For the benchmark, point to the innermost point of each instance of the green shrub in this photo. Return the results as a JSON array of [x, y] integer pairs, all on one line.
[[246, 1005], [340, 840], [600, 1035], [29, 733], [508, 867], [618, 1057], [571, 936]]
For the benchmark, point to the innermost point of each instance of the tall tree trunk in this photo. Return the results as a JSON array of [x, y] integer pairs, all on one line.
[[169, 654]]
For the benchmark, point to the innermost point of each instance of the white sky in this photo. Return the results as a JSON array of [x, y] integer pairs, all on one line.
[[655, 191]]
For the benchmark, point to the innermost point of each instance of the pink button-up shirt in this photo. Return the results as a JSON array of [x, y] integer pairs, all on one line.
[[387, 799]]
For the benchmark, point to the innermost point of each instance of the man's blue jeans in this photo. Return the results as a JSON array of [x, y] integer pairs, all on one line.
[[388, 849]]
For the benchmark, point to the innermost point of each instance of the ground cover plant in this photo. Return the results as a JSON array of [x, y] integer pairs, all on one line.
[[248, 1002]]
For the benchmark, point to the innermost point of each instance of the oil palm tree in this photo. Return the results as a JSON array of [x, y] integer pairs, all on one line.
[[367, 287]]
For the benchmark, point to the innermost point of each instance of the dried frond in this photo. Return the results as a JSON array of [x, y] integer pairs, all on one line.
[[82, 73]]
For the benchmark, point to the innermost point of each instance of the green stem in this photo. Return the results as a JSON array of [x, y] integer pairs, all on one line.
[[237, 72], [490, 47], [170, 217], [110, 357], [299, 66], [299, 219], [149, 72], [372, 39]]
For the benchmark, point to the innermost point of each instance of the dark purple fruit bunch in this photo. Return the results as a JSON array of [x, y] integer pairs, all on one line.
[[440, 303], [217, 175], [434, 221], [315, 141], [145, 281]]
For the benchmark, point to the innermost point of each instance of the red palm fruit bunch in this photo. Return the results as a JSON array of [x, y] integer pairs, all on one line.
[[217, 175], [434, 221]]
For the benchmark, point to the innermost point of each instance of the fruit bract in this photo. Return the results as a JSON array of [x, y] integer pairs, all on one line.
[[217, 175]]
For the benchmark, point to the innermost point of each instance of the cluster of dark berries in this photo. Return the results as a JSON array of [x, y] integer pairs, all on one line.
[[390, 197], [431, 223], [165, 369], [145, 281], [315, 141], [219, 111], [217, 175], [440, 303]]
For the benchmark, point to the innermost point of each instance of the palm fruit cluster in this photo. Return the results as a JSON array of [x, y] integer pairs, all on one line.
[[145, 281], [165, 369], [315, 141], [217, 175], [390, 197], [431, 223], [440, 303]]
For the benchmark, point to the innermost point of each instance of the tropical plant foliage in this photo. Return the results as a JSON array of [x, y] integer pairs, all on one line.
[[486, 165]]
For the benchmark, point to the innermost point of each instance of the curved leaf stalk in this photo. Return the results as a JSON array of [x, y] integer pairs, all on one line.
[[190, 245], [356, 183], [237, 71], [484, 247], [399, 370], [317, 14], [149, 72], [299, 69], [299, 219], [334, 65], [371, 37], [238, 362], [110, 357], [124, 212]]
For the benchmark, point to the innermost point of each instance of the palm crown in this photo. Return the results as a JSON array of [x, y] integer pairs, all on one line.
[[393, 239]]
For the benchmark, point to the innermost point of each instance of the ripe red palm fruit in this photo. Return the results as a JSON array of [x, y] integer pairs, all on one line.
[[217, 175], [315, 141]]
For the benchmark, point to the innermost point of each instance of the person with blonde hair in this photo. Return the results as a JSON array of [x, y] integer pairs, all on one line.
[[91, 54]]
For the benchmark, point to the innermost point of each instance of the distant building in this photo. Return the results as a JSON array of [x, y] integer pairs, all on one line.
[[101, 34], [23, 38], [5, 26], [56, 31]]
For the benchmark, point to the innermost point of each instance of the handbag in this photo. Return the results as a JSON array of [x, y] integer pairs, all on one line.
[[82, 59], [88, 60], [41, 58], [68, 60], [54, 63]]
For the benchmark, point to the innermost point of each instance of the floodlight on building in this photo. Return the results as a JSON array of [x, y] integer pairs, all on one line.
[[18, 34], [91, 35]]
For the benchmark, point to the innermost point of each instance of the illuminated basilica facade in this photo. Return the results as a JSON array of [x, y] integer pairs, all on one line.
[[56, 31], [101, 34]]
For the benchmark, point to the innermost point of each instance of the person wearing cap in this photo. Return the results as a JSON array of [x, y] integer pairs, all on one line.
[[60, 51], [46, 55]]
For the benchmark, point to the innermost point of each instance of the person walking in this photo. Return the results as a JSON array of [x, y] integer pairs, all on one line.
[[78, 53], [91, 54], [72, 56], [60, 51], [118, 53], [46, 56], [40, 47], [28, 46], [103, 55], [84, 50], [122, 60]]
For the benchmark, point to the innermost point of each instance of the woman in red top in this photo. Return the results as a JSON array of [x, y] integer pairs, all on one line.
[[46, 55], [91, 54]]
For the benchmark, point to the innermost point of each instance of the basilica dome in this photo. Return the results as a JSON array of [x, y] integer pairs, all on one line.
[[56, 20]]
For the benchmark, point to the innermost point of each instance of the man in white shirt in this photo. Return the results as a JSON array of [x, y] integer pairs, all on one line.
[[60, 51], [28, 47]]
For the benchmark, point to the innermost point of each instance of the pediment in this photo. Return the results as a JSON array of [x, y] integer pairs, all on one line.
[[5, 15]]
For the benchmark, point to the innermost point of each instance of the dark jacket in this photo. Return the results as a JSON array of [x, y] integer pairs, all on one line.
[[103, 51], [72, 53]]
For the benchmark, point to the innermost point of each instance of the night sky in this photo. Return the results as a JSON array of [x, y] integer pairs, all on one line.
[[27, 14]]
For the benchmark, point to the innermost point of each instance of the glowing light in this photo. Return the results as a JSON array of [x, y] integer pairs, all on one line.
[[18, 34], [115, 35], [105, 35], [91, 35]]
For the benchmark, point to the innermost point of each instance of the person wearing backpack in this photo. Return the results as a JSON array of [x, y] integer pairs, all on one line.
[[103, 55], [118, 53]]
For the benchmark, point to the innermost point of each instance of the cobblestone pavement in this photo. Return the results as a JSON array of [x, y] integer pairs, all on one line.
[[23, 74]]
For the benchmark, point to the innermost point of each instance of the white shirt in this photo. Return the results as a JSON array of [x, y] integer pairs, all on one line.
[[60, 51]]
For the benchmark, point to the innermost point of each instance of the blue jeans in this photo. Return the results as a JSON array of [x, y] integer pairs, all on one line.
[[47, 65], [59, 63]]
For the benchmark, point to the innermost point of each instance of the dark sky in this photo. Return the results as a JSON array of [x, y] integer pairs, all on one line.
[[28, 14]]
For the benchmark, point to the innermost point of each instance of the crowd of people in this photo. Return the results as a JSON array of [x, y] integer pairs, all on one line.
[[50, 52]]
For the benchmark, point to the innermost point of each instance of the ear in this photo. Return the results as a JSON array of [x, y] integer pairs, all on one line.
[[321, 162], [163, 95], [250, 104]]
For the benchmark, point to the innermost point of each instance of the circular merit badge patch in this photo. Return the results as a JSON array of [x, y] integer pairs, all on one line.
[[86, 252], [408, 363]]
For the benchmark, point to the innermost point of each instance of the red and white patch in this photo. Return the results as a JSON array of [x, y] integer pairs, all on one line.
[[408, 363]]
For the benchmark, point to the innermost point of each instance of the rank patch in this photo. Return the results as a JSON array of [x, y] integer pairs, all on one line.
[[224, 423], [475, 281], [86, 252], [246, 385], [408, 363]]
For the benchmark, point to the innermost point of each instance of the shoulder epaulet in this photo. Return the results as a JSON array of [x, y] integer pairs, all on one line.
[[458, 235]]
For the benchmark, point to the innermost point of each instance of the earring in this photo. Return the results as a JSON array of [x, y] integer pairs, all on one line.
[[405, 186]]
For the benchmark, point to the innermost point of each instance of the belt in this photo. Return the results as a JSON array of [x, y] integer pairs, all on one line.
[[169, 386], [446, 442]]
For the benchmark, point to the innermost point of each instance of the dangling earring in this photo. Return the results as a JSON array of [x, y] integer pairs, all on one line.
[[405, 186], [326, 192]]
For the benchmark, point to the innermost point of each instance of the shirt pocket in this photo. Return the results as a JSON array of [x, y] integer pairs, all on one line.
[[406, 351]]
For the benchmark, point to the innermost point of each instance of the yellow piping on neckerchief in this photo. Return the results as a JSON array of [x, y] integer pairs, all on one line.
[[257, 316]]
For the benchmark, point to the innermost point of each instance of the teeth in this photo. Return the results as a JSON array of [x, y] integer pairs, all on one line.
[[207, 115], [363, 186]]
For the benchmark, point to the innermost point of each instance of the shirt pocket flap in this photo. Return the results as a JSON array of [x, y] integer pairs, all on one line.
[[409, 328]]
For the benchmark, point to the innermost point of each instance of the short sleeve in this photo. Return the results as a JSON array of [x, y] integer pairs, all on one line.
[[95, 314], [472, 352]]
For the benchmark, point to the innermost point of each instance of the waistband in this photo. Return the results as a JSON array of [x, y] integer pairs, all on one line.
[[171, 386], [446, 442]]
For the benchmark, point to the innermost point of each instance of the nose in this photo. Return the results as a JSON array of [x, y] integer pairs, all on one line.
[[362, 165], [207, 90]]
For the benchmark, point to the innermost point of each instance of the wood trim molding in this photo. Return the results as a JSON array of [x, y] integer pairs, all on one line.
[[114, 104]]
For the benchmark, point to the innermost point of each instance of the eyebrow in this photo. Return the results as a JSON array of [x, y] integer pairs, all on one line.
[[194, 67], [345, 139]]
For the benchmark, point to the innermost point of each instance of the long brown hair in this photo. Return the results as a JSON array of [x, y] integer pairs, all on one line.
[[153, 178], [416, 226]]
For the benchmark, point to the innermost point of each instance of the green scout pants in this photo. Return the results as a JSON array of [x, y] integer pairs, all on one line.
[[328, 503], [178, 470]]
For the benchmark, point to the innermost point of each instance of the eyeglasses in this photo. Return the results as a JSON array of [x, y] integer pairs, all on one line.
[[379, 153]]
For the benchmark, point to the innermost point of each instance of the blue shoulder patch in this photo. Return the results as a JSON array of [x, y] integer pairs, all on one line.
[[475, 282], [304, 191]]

┄┄┄┄┄┄┄┄┄┄

§ **Requirements**
Reproduce the material from the line containing "of the pediment" through the line containing "[[103, 55], [118, 53]]", both included and requests kept in place, shifting every coordinate in the answers by -99.

§ **Task response**
For the benchmark, point to the innermost point of each instance of the pediment in this photo. Return the results as a JSON array of [x, y] integer pairs, all on one line.
[[-94, -84]]
For the benchmark, point to the innermost point of each instance of the dark jacket in this photo. Return the results as a JSON array of [x, y] integer pairs, all on one line.
[[4, -48], [-27, -46]]
For the benchmark, point to the innermost point of each instance of the night sky in this photo. Return the results as a JSON array of [x, y] integer pairs, all on one line.
[[-72, -85]]
For the benchmark, point to the innermost point of each instance of the glowing light in this photo. Return the results as a JSON array of [x, y] integer pairs, all on one line.
[[-81, -65], [16, -64], [6, -64], [-8, -64]]
For the benchmark, point to the innermost point of each instance of the person wearing backpack in this photo. Return the results as a JSON array of [x, y] integer pairs, all on one line.
[[4, -44], [19, -46]]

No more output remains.